**** STORED DATA ****
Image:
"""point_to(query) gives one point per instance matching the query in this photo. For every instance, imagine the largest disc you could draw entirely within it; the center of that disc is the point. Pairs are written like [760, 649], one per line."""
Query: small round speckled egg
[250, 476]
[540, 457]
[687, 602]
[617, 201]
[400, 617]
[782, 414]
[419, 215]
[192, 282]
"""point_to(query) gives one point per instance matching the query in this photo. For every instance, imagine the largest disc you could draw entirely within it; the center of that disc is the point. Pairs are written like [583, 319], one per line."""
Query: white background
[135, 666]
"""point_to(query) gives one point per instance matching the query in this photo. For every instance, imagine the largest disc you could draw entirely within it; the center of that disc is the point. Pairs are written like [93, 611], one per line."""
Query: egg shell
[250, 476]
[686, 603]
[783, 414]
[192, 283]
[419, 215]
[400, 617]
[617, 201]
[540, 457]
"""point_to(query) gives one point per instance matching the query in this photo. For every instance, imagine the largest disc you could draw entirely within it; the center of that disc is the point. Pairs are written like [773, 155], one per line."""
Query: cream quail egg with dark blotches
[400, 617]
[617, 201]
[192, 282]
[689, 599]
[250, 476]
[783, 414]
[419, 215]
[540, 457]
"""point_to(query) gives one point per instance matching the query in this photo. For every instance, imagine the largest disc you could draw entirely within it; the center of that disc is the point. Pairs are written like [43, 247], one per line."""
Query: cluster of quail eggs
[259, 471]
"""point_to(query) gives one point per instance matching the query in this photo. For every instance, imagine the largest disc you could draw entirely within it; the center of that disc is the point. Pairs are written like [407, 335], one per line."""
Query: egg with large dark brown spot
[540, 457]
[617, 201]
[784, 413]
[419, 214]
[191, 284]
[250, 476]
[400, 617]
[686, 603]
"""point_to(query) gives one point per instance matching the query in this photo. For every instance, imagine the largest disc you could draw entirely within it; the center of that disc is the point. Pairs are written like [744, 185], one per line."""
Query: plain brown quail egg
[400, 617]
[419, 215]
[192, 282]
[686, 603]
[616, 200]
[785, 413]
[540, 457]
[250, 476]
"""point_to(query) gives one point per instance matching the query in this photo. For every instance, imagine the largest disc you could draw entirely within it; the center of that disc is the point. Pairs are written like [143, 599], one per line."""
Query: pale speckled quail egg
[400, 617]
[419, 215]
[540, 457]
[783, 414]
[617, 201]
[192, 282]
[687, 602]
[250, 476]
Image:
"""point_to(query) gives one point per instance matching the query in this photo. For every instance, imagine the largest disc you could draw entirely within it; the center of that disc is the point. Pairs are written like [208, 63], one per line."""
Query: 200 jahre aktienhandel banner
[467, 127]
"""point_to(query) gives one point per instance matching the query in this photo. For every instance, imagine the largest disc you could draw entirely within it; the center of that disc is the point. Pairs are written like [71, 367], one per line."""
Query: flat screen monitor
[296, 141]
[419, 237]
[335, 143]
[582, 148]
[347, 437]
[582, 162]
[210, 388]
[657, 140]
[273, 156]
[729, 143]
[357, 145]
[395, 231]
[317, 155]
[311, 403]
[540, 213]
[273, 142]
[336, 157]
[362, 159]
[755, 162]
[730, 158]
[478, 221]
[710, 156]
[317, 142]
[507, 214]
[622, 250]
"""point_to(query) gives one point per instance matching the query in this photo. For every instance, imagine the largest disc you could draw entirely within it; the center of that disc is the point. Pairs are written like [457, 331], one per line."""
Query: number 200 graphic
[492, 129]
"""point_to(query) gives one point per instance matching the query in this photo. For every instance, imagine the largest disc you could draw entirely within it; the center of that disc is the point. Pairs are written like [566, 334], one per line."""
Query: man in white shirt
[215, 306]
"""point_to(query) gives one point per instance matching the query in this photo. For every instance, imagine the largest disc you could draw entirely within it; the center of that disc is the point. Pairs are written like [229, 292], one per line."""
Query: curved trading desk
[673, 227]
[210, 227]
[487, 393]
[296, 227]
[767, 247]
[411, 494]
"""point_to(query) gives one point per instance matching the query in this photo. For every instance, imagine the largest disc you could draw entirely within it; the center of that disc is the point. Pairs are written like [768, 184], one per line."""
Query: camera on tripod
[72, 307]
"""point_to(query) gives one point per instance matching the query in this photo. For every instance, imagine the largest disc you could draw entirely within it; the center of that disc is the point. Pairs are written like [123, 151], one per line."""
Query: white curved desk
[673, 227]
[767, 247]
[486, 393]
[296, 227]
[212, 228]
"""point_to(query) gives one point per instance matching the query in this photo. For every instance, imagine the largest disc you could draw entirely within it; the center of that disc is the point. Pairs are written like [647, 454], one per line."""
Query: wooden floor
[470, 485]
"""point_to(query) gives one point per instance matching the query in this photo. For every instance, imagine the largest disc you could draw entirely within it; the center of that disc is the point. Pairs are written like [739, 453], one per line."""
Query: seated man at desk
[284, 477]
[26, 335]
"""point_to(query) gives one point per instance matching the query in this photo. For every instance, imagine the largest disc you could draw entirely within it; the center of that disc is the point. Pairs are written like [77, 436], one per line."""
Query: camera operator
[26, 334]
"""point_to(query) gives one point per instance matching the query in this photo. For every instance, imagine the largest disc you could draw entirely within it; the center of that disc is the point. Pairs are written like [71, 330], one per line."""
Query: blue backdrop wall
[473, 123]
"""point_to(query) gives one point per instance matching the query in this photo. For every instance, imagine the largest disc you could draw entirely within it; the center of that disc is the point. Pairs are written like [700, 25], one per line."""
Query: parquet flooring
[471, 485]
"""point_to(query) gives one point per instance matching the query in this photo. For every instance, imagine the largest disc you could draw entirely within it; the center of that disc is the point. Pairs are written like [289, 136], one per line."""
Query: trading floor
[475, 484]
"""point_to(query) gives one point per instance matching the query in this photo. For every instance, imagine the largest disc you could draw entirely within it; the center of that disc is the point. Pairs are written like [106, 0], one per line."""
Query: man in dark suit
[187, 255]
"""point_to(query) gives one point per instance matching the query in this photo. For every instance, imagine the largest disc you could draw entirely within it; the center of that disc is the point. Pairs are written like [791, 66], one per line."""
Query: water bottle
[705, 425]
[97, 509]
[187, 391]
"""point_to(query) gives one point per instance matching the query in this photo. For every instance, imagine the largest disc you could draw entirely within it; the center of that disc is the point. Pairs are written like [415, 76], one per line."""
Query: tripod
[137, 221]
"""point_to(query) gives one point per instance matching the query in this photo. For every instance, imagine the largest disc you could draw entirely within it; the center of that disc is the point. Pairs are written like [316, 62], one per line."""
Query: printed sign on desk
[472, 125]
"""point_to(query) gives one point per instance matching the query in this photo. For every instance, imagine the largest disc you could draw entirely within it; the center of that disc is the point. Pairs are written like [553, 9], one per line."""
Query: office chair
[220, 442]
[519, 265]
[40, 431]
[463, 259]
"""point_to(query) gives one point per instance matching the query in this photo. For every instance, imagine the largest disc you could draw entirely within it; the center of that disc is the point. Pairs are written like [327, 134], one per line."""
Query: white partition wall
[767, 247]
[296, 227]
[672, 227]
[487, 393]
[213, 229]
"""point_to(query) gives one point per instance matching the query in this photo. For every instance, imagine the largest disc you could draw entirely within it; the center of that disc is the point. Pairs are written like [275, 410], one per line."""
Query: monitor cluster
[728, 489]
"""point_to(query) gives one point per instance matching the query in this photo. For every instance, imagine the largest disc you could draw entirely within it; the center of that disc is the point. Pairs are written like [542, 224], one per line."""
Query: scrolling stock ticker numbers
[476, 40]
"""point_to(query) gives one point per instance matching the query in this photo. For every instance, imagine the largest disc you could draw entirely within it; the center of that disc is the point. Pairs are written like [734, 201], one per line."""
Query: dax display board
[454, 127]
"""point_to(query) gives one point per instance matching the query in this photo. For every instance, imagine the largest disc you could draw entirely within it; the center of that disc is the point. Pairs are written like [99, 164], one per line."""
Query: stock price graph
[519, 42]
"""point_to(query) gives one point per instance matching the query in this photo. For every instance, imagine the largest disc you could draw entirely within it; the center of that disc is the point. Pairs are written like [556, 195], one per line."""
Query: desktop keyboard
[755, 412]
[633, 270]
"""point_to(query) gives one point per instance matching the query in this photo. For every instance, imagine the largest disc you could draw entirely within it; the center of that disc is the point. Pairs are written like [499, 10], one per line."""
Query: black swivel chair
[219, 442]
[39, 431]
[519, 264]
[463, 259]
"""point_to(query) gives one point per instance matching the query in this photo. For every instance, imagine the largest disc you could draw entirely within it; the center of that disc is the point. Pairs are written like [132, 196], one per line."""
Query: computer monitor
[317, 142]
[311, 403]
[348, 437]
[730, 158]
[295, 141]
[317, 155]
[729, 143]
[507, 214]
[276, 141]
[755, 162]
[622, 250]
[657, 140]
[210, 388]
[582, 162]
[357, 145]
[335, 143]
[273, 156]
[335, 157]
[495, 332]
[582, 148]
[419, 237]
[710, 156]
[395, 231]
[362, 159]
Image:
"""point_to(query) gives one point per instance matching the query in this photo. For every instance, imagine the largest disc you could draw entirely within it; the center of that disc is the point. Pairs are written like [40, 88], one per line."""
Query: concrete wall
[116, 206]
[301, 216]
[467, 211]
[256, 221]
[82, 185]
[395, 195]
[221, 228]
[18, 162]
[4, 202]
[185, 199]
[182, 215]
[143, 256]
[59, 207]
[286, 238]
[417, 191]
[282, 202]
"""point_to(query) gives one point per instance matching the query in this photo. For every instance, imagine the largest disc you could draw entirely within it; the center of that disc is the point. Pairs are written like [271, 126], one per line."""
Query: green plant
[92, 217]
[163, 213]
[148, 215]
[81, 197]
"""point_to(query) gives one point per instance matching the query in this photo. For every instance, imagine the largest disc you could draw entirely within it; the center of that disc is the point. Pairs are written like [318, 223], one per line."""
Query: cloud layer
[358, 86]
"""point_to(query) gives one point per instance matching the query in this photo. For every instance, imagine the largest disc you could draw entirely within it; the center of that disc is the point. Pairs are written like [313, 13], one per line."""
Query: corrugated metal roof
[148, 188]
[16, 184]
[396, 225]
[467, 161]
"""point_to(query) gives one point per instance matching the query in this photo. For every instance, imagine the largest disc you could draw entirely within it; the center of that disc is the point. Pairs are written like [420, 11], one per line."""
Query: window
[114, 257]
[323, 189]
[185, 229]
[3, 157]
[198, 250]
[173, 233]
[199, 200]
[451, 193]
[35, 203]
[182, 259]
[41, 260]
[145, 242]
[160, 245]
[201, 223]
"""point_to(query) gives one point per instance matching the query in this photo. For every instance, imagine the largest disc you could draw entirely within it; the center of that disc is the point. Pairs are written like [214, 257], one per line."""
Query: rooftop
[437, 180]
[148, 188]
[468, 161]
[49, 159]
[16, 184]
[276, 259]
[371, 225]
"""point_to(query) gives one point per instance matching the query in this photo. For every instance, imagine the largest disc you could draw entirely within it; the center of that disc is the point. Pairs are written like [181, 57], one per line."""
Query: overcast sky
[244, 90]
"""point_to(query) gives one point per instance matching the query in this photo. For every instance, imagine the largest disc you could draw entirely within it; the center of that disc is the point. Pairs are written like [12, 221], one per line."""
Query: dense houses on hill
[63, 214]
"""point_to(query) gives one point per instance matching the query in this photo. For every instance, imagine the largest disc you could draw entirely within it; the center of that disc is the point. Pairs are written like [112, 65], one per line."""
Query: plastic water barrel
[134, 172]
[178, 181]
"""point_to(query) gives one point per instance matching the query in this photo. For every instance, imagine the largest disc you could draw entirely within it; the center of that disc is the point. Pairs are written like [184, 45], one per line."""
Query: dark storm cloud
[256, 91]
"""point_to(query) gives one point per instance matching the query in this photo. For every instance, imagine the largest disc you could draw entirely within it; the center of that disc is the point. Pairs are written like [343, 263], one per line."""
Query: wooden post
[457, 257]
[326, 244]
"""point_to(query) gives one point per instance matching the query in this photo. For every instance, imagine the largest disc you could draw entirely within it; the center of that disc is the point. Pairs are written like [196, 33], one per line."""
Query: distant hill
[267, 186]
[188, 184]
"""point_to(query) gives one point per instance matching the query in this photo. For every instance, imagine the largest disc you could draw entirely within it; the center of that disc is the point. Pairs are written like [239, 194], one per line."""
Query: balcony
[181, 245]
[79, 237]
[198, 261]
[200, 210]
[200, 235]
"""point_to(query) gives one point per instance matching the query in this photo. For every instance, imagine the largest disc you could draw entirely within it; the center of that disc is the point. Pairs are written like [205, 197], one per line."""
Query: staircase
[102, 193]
****
### THE REQUEST
Return precisely the lines of the records, starting with the line that holds "[12, 221], one" and ending with the last one.

### TASK RESPONSE
"""point_to(query) gives one point per instance matching the query in this photo. For every instance, imagine the largest disc you could draw entirely within it; the center of that disc is the point. Pairs are written like [12, 221], one per line."""
Query: dense houses on hill
[63, 214]
"""point_to(query) gives one point per instance matching the query in this photo. For every instance, imagine the largest disc you could draw entirely within it; the center of that disc is the point. Pairs are written like [112, 65], one per line."""
Query: plastic water barrel
[134, 172]
[178, 181]
"""point_to(query) gives one point per instance matching the query in this photo. For every instance, imagine the largest disc you could draw entirely within it; the center of that disc is the point. Pairs are written like [184, 45], one per line."""
Query: dark storm cloud
[256, 91]
"""point_to(query) gives one point per instance matching the query in this photo. For every instance, imagine the largest disc you could draw entirely within it; the center of that disc is the point. Pairs are written like [343, 263], one per line."""
Query: wooden post
[457, 257]
[326, 244]
"""point_to(query) gives one point per instance matching the query in this photo. For every instance, imagine the largest disc you could draw entirely within it; the center of that disc is the point. Pairs are written like [196, 33], one per line."""
Query: distant hill
[267, 186]
[188, 184]
"""point_to(query) gives one point per instance matching the query in this photo. For every instance, imagine the largest disc you could draw entirely within it; the center of that disc is the point. Pairs are written like [239, 194], one per line."""
Query: balcony
[181, 245]
[79, 237]
[198, 261]
[200, 210]
[200, 235]
"""point_to(query) gives one point per instance matching the query in this photo. For every instance, imagine the largest disc you could draw entirely within it; the center of that disc is the point. Pairs are written like [205, 197], one per line."""
Query: staircase
[102, 193]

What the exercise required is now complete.